## Passage to read:
Tax records indicate that large-scale commercial distilleries were in operation in Scotland from at least the 1600s, the largest being the Ferintosh distillery, though it was during the eighteenth century that things really took off, with Lowland distilleries producing spirit for export to London, for the express purpose of being made into gin. This was a boom time for Lowland whisky makers.

Not forever, though – and never for everybody. A government-initiated stranglehold gradually took shape: a tax on capacity was introduced, forcing Lowland distillers to develop saucer-like stills capable of holding only small amounts of beer, and which discharged at breakneck speed, the result a high volume, very low-quality spirit. Gin makers in London lobbied successfully for a greater duty to be paid on Scottish exports. Home distilling was finally banned. Corruption was rife. Operations north of the Highland Line, largely farmer distiller size, were taxed into the ground, export south of the Highland Line outlawed.

## Raw data:
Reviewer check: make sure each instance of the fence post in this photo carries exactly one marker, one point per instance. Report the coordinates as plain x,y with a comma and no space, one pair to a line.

## What is being asked:
Can you restate the part of the text on Scottish whisky distilling, starting at "Not forever, though" and ending at "Highland Line outlawed.", substituting "Highland boundary" for every "Highland Line"?

## Exercise answer:
Not forever, though – and never for everybody. A government-initiated stranglehold gradually took shape: a tax on capacity was introduced, forcing Lowland distillers to develop saucer-like stills capable of holding only small amounts of beer, and which discharged at breakneck speed, the result a high volume, very low-quality spirit. Gin makers in London lobbied successfully for a greater duty to be paid on Scottish exports. Home distilling was finally banned. Corruption was rife. Operations north of the Highland boundary, largely farmer distiller size, were taxed into the ground, export south of the Highland boundary outlawed.